Coordinate annotation records
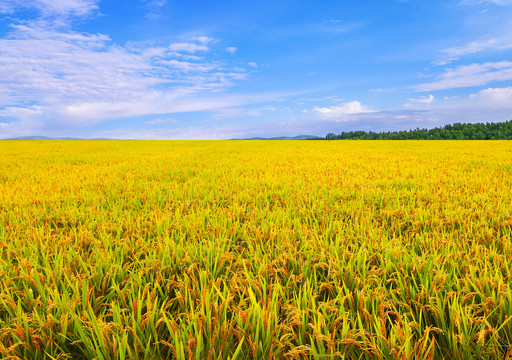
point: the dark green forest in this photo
(457, 131)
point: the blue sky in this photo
(176, 69)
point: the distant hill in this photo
(49, 138)
(298, 137)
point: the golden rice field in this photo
(255, 250)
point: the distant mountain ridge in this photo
(49, 138)
(298, 137)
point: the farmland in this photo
(255, 250)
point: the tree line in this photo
(457, 131)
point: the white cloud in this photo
(187, 47)
(421, 102)
(72, 79)
(493, 97)
(469, 75)
(160, 121)
(52, 7)
(349, 108)
(154, 8)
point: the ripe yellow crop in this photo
(255, 250)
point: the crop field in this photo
(255, 250)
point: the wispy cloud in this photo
(188, 47)
(53, 75)
(160, 121)
(52, 7)
(421, 102)
(469, 75)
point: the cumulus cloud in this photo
(469, 75)
(421, 102)
(494, 97)
(53, 75)
(349, 108)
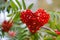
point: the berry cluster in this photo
(6, 25)
(34, 20)
(57, 32)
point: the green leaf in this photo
(24, 5)
(13, 5)
(51, 33)
(19, 4)
(9, 15)
(30, 6)
(17, 16)
(58, 38)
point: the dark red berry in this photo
(34, 20)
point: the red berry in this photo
(6, 26)
(34, 20)
(57, 32)
(12, 34)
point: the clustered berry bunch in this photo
(6, 25)
(34, 20)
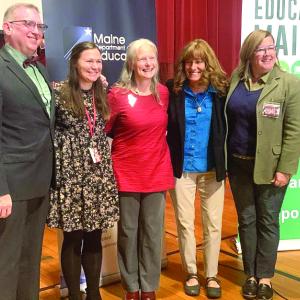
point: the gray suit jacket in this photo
(26, 133)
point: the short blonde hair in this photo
(250, 44)
(127, 77)
(213, 73)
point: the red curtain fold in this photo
(180, 21)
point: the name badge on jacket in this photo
(271, 110)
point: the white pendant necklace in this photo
(199, 108)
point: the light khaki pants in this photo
(212, 201)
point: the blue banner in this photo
(112, 25)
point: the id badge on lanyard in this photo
(94, 152)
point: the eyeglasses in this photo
(31, 25)
(264, 50)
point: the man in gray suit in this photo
(26, 153)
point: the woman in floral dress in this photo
(84, 201)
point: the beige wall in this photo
(5, 4)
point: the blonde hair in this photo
(11, 9)
(213, 73)
(250, 44)
(127, 77)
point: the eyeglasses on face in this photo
(264, 50)
(31, 25)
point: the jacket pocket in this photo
(11, 158)
(276, 149)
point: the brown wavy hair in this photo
(71, 94)
(213, 73)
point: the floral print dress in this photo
(85, 196)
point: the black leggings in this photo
(82, 248)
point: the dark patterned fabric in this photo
(85, 196)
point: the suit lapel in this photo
(13, 66)
(270, 85)
(180, 113)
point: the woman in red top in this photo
(142, 167)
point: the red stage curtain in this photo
(180, 21)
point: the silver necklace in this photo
(199, 108)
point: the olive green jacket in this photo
(278, 138)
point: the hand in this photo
(5, 206)
(281, 179)
(104, 81)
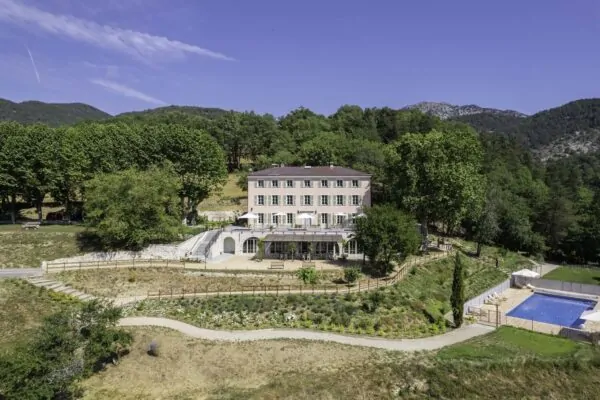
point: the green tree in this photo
(437, 175)
(132, 208)
(457, 299)
(386, 235)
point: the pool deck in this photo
(512, 297)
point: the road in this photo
(429, 343)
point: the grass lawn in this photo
(508, 342)
(414, 307)
(231, 198)
(284, 369)
(27, 249)
(23, 306)
(574, 274)
(138, 281)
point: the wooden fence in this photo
(359, 286)
(52, 266)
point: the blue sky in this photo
(275, 55)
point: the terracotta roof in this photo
(309, 171)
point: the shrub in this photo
(308, 275)
(351, 275)
(153, 348)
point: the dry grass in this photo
(22, 308)
(193, 369)
(231, 198)
(138, 281)
(27, 249)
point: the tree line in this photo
(443, 173)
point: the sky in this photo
(272, 56)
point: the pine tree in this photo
(457, 299)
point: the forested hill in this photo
(206, 112)
(573, 127)
(53, 114)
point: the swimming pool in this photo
(551, 309)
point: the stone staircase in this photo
(56, 286)
(200, 249)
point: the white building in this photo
(299, 210)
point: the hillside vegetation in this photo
(52, 114)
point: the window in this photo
(250, 246)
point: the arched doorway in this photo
(250, 246)
(229, 246)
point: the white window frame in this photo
(324, 219)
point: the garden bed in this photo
(413, 307)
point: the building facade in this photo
(330, 196)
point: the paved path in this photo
(20, 272)
(430, 343)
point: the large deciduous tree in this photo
(437, 175)
(385, 235)
(133, 208)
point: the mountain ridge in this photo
(445, 110)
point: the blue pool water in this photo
(557, 310)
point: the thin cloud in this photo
(127, 91)
(37, 74)
(136, 44)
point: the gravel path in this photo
(430, 343)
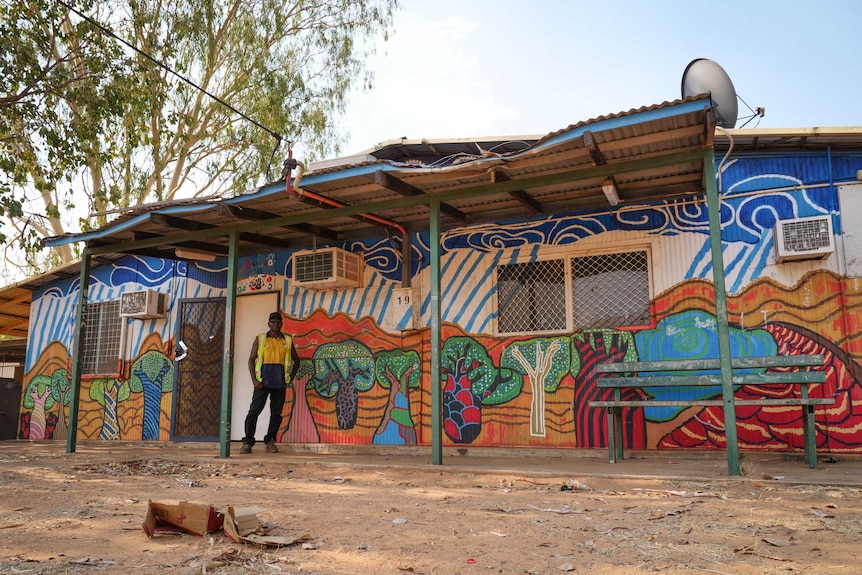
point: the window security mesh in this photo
(806, 235)
(610, 290)
(531, 297)
(101, 343)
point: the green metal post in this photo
(77, 354)
(436, 337)
(714, 214)
(229, 329)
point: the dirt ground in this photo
(75, 513)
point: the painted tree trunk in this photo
(300, 425)
(37, 417)
(110, 425)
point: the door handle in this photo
(184, 352)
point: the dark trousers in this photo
(258, 401)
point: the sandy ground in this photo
(83, 514)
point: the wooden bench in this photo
(616, 378)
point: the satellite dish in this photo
(704, 76)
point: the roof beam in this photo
(521, 195)
(192, 226)
(252, 214)
(195, 245)
(472, 191)
(593, 148)
(401, 187)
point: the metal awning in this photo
(646, 155)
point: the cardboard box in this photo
(243, 526)
(183, 517)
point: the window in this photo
(101, 354)
(574, 293)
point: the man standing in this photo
(272, 363)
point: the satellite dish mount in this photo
(703, 76)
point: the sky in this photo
(474, 68)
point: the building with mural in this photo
(538, 283)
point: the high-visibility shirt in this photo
(273, 356)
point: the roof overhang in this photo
(644, 155)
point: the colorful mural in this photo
(361, 383)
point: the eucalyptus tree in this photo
(116, 103)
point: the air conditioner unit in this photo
(326, 268)
(143, 304)
(804, 239)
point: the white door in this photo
(252, 314)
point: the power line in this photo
(111, 33)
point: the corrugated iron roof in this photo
(465, 174)
(387, 190)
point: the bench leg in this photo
(615, 434)
(809, 436)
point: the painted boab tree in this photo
(342, 370)
(41, 395)
(152, 375)
(545, 361)
(397, 371)
(109, 392)
(471, 380)
(300, 426)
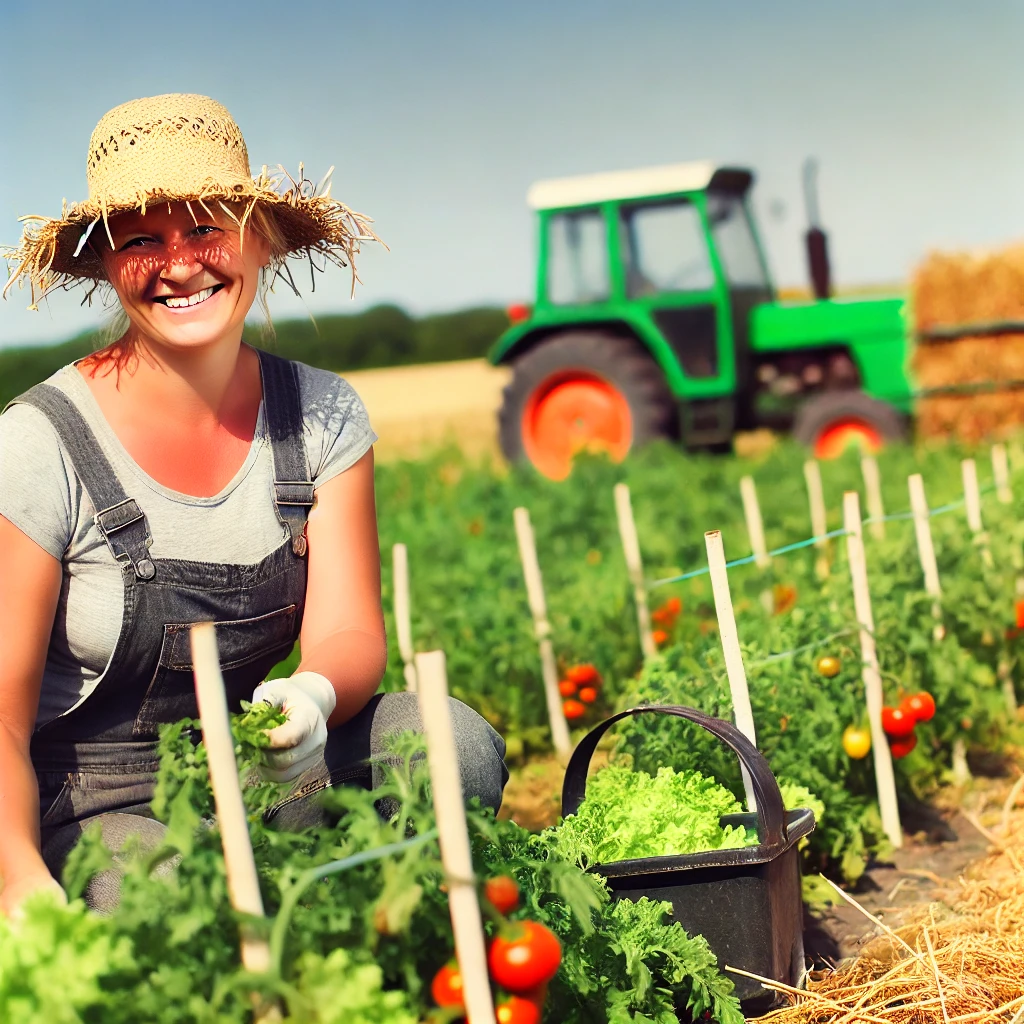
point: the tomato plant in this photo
(524, 956)
(856, 741)
(516, 1010)
(920, 706)
(446, 986)
(503, 893)
(897, 722)
(573, 710)
(902, 747)
(829, 666)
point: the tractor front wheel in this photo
(583, 391)
(833, 421)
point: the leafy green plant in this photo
(356, 916)
(632, 814)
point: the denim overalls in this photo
(99, 758)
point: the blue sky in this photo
(438, 116)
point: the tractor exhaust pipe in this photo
(815, 240)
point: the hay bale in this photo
(952, 289)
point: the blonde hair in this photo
(257, 217)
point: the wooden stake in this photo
(402, 617)
(756, 532)
(240, 865)
(755, 524)
(729, 635)
(1000, 472)
(445, 783)
(819, 522)
(884, 776)
(972, 505)
(542, 630)
(926, 549)
(631, 548)
(872, 494)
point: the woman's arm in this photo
(30, 587)
(343, 628)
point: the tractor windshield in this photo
(737, 249)
(578, 258)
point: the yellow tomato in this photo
(856, 742)
(828, 666)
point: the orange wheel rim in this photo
(574, 412)
(837, 437)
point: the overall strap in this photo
(293, 489)
(118, 517)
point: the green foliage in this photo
(468, 598)
(357, 923)
(632, 814)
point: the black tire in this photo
(621, 361)
(830, 407)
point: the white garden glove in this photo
(307, 698)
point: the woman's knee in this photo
(480, 749)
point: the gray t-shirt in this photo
(41, 495)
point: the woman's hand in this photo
(13, 896)
(307, 698)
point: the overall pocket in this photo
(248, 649)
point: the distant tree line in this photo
(382, 336)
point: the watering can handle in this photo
(771, 813)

TASK STATEMENT
Copy out the items word for word, starting at the line containing "point: the white garden glove in this photo" and continuing through the end of the items, both ends included.

WRITTEN SOLUTION
point: the white garden glove in this photo
(307, 698)
point: the woman's knee in this photo
(480, 749)
point: the gray t-shirt in this photo
(41, 495)
point: the woman's hand in this photo
(13, 896)
(307, 698)
point: the overall pocket in this photo
(248, 649)
point: the distant tree line in this photo
(382, 336)
point: the watering can handle in this photo
(771, 813)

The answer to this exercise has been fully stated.